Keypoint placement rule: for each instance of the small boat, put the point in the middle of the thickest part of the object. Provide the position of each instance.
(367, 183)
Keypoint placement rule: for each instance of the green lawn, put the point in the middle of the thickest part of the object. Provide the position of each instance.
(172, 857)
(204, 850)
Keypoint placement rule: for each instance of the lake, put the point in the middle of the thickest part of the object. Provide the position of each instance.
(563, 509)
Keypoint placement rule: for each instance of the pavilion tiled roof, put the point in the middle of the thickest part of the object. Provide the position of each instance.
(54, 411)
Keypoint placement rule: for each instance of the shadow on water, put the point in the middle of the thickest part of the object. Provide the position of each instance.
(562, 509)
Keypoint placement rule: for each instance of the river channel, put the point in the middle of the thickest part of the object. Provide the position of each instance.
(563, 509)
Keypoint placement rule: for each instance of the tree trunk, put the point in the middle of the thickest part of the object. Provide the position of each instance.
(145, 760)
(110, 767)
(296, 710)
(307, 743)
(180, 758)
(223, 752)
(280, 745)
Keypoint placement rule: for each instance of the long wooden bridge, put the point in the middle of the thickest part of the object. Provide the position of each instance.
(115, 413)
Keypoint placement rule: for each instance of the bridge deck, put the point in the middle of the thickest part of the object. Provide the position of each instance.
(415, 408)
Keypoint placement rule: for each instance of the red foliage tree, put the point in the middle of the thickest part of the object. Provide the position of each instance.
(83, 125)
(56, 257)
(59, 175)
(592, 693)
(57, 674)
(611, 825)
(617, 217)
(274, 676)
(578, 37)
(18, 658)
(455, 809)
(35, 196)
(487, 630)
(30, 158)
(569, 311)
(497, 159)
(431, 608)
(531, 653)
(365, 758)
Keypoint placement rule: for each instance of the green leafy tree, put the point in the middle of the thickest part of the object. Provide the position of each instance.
#####
Can you rewrite the lines above as a Markdown table with the columns Row and Content, giving each line its running number under Row and its wording under Content, and leaving out any blank lines?

● **ANSWER FOR THIS EXERCISE**:
| Row | Content |
|---|---|
| 1 | Keypoint placement rule: for each instance of the small boat, put the point in the middle of the thickest part of the object. Provide the position of each instance. |
| 2 | (367, 183) |
| 3 | Keypoint placement rule: for each instance of the green lawn, put the point in the middle of the thickest part of the object. Provide the position of each instance. |
| 4 | (172, 857) |
| 5 | (204, 850) |
| 6 | Keypoint placement rule: for each instance of the lake, put the point in the middle of the thickest part of the object. Provide the position of each instance. |
| 7 | (563, 509) |
| 8 | Keypoint placement rule: for each instance of the pavilion tiled roof, put the point in the middle of the thickest part of the object. Provide the position of each instance. |
| 9 | (54, 411) |
| 10 | Keypoint placement rule: for each instance of the shadow on water, put the point in the middle of the thickest part of the object. Provide the position of each instance. |
| 11 | (562, 509) |
| 12 | Keypoint placement rule: for each instance of the river channel, put the point in the middle of the thickest part of the object. Provide the position of each instance. |
| 13 | (563, 509) |
| 14 | Keypoint placement rule: for each instance of the tree trunk, put the point in the middle of the thickest part of the object. Provide the position of each instance. |
| 15 | (145, 760) |
| 16 | (110, 767) |
| 17 | (296, 710) |
| 18 | (307, 743) |
| 19 | (180, 758) |
| 20 | (223, 752) |
| 21 | (280, 745) |
| 22 | Keypoint placement rule: for each instance of the long wooden bridge, put the point in the middle of the thickest part of the object. Provide the position of each instance. |
| 23 | (115, 413) |
| 24 | Keypoint placement rule: for each instance of the bridge deck, put the point in the middle of the thickest part of the object. Provide the position of each instance. |
| 25 | (415, 408) |
| 26 | Keypoint placement rule: for each instance of the red foliage tree, put the point in the middle of the thickest part of the object. Provide the position of each instance. |
| 27 | (83, 125) |
| 28 | (56, 257) |
| 29 | (59, 175) |
| 30 | (592, 693) |
| 31 | (57, 674) |
| 32 | (611, 825) |
| 33 | (617, 217) |
| 34 | (274, 676) |
| 35 | (578, 37) |
| 36 | (18, 658) |
| 37 | (455, 809) |
| 38 | (35, 196) |
| 39 | (487, 630) |
| 40 | (30, 158) |
| 41 | (569, 311) |
| 42 | (497, 159) |
| 43 | (431, 608) |
| 44 | (531, 653) |
| 45 | (365, 758) |
| 46 | Keypoint placement rule: for each instance of the green leafy tree, put the point in the middle of the thickest part of the object. Provide the position of each instance. |